Only the lines starting at the one that contains "For every instance of the dark brown" and running to the end should be repeated, exactly as written.

(Recorded data)
=-=-=-=-=

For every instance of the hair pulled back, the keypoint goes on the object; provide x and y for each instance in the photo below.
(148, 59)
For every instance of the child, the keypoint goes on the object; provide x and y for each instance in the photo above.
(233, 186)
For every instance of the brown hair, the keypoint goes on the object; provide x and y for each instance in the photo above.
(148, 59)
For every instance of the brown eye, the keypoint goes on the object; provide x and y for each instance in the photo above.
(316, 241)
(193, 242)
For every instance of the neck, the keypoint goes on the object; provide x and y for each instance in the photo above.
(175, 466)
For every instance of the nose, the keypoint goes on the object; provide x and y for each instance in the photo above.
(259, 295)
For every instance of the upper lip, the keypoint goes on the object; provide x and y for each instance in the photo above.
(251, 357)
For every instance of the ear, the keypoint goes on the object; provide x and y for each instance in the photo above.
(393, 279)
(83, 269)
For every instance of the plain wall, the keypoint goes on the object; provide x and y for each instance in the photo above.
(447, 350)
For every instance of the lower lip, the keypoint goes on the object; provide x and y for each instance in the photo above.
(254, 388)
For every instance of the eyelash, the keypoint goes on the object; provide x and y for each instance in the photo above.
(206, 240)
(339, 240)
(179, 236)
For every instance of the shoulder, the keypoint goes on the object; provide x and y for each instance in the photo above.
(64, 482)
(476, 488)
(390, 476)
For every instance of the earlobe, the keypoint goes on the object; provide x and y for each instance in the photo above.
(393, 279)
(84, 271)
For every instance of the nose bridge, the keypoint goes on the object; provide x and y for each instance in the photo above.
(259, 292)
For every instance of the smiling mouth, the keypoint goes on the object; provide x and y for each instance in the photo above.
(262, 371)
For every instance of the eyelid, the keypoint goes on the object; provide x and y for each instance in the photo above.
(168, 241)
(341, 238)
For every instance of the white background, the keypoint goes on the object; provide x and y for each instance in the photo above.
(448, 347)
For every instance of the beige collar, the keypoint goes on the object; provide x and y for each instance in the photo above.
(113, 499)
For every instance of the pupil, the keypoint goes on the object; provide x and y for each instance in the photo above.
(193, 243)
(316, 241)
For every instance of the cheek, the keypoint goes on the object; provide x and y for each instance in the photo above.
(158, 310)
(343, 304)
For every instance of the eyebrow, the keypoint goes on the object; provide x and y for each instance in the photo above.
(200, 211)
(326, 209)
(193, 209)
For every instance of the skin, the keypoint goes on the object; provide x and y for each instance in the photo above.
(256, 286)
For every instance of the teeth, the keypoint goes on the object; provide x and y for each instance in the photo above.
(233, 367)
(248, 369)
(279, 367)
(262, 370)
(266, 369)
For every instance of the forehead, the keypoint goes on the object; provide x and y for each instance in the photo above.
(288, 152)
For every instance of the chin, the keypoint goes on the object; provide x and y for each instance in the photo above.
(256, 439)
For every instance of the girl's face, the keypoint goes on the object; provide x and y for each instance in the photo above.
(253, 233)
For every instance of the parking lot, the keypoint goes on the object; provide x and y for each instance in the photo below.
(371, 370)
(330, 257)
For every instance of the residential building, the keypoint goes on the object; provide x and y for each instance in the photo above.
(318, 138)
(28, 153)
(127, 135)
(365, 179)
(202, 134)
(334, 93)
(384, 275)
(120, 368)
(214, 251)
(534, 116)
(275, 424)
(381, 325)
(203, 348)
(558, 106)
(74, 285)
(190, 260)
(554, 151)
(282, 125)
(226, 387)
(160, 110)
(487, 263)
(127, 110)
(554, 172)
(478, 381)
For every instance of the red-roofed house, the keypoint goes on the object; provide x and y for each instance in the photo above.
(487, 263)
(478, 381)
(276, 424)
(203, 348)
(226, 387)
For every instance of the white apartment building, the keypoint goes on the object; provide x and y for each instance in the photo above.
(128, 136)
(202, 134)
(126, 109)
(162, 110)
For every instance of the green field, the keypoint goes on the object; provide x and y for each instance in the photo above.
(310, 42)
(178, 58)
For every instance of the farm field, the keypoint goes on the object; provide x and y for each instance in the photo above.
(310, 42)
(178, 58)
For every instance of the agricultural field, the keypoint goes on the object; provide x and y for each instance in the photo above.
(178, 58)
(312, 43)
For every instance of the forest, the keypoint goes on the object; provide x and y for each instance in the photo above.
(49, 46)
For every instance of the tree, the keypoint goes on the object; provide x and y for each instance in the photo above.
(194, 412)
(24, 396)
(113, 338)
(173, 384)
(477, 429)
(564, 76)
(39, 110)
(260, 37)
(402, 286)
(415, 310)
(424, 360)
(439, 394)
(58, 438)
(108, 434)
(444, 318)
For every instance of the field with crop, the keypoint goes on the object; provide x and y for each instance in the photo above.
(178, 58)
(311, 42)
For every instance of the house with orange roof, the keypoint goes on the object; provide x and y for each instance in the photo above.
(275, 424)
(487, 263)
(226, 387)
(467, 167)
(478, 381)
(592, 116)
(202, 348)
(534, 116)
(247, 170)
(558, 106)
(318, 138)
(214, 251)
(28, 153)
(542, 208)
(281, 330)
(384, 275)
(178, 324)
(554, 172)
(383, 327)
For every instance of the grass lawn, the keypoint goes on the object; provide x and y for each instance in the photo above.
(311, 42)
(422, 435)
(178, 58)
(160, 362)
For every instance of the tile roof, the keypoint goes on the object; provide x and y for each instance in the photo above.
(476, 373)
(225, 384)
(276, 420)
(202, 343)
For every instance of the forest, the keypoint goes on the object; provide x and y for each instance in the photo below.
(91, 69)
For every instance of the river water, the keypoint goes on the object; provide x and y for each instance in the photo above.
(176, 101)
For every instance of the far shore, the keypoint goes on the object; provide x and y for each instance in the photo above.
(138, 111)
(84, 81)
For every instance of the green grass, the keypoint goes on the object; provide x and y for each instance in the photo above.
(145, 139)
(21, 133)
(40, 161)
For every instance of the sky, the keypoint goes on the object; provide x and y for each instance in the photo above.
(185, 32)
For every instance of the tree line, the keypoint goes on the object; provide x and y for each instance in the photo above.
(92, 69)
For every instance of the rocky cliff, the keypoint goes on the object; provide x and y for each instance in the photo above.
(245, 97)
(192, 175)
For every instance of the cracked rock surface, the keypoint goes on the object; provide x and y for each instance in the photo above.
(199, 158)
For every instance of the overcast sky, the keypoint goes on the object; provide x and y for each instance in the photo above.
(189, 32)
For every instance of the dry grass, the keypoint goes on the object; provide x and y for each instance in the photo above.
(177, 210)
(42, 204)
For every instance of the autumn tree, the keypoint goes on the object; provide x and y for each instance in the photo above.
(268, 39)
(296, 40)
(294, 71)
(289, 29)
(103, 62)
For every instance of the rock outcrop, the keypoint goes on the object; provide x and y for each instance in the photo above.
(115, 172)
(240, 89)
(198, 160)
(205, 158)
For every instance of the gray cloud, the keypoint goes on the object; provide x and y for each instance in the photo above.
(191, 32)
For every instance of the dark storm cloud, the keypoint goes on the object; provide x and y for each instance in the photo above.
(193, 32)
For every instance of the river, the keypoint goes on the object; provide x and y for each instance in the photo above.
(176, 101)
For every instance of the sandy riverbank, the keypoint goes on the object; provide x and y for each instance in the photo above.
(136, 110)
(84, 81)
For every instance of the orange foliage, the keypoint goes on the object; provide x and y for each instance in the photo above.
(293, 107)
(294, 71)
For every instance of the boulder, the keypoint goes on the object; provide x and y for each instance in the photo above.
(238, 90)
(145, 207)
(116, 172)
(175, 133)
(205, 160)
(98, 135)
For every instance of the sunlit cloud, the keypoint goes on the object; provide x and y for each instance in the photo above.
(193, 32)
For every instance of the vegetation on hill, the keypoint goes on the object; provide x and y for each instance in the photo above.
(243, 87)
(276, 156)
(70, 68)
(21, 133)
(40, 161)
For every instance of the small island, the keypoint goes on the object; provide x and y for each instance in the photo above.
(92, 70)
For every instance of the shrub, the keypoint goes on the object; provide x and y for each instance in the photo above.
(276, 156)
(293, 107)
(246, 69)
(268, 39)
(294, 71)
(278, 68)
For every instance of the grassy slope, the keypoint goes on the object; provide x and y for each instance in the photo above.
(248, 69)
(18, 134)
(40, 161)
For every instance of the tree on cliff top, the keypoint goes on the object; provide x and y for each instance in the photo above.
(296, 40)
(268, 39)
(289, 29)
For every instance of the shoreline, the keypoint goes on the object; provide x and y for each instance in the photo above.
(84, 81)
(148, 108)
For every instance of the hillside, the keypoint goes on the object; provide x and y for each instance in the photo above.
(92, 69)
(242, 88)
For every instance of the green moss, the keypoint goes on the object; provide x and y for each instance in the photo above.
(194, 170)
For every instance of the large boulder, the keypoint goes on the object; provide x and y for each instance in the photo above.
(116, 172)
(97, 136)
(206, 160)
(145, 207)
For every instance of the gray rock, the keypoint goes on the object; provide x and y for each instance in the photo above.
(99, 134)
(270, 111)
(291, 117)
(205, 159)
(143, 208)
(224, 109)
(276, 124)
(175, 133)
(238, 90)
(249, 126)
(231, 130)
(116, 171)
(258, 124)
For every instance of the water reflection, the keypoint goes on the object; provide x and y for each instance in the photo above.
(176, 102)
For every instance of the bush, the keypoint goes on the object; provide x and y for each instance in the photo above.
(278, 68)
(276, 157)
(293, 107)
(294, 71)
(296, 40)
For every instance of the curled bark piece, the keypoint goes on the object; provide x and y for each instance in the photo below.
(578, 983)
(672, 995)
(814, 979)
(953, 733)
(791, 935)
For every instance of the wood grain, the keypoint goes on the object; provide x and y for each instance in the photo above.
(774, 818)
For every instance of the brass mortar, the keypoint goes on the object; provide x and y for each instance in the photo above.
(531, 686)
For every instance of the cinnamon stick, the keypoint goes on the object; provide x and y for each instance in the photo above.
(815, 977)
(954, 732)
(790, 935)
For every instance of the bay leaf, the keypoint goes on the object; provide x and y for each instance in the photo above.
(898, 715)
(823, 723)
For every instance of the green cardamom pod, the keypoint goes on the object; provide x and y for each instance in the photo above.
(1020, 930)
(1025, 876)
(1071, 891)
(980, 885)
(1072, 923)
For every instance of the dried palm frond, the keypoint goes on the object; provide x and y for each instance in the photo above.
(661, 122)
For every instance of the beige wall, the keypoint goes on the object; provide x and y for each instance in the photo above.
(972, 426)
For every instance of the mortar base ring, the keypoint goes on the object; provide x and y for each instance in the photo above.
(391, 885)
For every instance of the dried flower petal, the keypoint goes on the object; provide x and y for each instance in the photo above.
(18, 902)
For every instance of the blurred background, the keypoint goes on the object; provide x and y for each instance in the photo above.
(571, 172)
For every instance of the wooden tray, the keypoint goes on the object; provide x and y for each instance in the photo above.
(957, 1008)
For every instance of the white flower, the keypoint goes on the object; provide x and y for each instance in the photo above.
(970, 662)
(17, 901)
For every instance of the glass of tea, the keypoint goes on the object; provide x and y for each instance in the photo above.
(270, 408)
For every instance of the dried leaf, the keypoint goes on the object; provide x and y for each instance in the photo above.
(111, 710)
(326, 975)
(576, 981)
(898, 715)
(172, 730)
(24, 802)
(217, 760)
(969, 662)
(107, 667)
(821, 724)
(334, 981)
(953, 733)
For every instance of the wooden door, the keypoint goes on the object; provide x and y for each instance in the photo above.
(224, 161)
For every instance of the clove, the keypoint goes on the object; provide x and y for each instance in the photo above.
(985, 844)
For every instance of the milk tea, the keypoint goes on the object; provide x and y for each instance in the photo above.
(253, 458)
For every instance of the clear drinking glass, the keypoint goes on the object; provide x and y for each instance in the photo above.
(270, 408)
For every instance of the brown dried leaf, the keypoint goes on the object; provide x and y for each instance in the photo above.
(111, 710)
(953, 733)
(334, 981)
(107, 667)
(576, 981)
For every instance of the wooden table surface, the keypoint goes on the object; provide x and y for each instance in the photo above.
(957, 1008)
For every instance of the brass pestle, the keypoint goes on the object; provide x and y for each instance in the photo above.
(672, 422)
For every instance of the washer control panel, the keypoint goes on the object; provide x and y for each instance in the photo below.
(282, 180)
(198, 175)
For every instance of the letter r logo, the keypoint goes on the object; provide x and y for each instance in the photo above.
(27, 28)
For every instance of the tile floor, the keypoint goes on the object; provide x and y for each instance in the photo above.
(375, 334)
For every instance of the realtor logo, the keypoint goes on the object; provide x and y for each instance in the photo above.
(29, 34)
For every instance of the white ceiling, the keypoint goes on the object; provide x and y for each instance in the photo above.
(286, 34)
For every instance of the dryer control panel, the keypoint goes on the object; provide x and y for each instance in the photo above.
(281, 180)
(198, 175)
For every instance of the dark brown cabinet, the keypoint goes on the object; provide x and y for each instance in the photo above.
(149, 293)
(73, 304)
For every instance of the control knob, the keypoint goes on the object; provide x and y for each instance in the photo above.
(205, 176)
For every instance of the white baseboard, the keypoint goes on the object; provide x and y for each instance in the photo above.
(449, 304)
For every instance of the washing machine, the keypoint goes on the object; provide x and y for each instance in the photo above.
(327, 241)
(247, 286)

=-=-=-=-=

▶ Task output:
For every instance of the dark brown cabinet, the keypoint goes on the object; provide x and y for each instance in the photo above.
(149, 293)
(73, 304)
For every instance of the control knob, the keypoint goes on the object; provide x and y for each instance in the photo above.
(205, 176)
For every instance of the white baseboard, the keypoint goes on the object; provide x and y for each instance in the photo above.
(449, 304)
For every instance of the washing machine, the keypoint goes on the object; provide x and y for each instance in the photo above.
(327, 241)
(247, 286)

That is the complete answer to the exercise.